**STATED GOAL:**
Copy the following items word for word, beginning at the line that contains "Would you be so kind as to point out the blue" and stopping after the line that contains "Would you be so kind as to point out the swimming".

**DATA IN THIS EXERCISE:**

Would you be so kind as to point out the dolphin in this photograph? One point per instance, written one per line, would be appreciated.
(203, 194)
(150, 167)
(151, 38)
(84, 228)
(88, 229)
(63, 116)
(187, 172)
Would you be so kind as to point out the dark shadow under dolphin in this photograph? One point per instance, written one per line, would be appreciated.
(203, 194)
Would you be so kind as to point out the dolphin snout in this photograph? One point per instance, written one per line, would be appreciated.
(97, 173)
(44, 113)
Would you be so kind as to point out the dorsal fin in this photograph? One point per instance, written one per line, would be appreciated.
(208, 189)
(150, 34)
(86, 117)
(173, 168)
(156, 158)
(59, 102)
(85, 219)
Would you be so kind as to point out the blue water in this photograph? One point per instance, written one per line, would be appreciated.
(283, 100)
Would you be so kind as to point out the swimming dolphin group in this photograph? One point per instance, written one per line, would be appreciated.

* * *

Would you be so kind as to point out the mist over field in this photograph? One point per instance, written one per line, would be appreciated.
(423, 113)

...

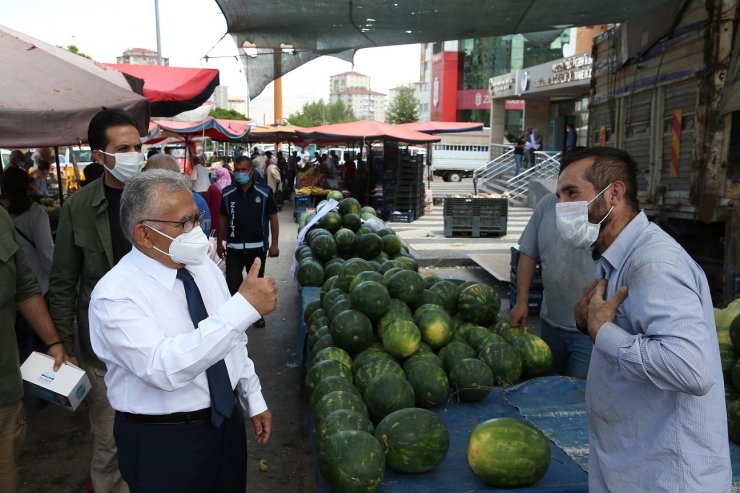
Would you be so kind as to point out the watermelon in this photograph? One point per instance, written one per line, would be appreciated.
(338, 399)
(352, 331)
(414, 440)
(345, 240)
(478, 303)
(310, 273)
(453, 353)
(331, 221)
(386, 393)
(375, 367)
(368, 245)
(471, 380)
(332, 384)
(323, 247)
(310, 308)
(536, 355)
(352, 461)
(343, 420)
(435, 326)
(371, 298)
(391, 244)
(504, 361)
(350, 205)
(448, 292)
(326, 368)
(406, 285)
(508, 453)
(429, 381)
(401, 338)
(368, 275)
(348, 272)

**REPLY:**
Would you be so kind as to point out the blue water in this photograph? One point per instance, written one per line, would be appreciated.
(283, 100)
Would you be so kind as to point out the swimming dolphin group in this photograph? One point per instance, written one per line, would be appreciated.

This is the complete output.